What to produce >>
Please write out the records exactly.

Extracted data entries:
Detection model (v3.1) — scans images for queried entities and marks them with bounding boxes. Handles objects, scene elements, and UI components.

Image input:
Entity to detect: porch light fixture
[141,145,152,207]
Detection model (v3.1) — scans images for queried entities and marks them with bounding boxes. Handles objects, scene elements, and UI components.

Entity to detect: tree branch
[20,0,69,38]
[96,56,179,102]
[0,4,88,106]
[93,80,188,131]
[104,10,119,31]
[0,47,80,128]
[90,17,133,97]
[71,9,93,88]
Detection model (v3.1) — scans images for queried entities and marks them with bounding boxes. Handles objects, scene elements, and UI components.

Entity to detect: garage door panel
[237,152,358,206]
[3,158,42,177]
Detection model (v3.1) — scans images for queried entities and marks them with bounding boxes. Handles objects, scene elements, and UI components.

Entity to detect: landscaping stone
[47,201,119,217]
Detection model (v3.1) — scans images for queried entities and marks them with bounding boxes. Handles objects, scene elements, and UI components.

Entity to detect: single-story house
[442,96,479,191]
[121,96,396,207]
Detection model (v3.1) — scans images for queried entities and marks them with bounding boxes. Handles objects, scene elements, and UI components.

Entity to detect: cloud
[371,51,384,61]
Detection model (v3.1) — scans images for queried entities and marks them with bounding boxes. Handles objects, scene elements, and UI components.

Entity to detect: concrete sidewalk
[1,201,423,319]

Response >>
Detection model (v3.1) — scans images for queried entities and marks them with bounding boxes. Handles objects, scene elements, and UI components.

Image input:
Entity to detect: porch light fixture
[141,145,152,207]
Detection model (v3.1) — scans images for queried entities and marks them with bounding boxes. Handles objects, scene elements, and UI components.

Entity to detect: tree branch
[20,0,69,38]
[96,56,179,102]
[0,4,88,106]
[93,80,188,131]
[104,10,119,31]
[0,47,80,128]
[90,17,133,97]
[71,9,93,88]
Detection model (v3.1) — scans images for queried entities and marks them with bounding boxes. Handles objects, scene elements, and UI components.

Entity to detect: garage door panel
[237,152,358,206]
[3,158,42,177]
Detection model (v3.1) — scans images for queried entities and marks them with bounding boxes. Handles objects, scene elements, and UI components.

Entity to detect: landscaping stone
[47,201,119,217]
Detection model (v3.1) — scans images for queried entities and marks them with bounding boxes. Handles objects, scene elements, and UI components.

Entity to detect: single-story house
[442,96,479,191]
[121,96,396,207]
Detection model (v3.1) — scans images for queried entities and marks them with bounding boxes. Handles objects, scene elements, and UI components.

Entity to detect: cloud
[371,51,384,61]
Detection model (v3.1) — scans images for queried entities and marks them with bounding boxes. Handles objects, scene elements, and UI components.

Entity to detect: concrete sidewalk
[1,201,423,319]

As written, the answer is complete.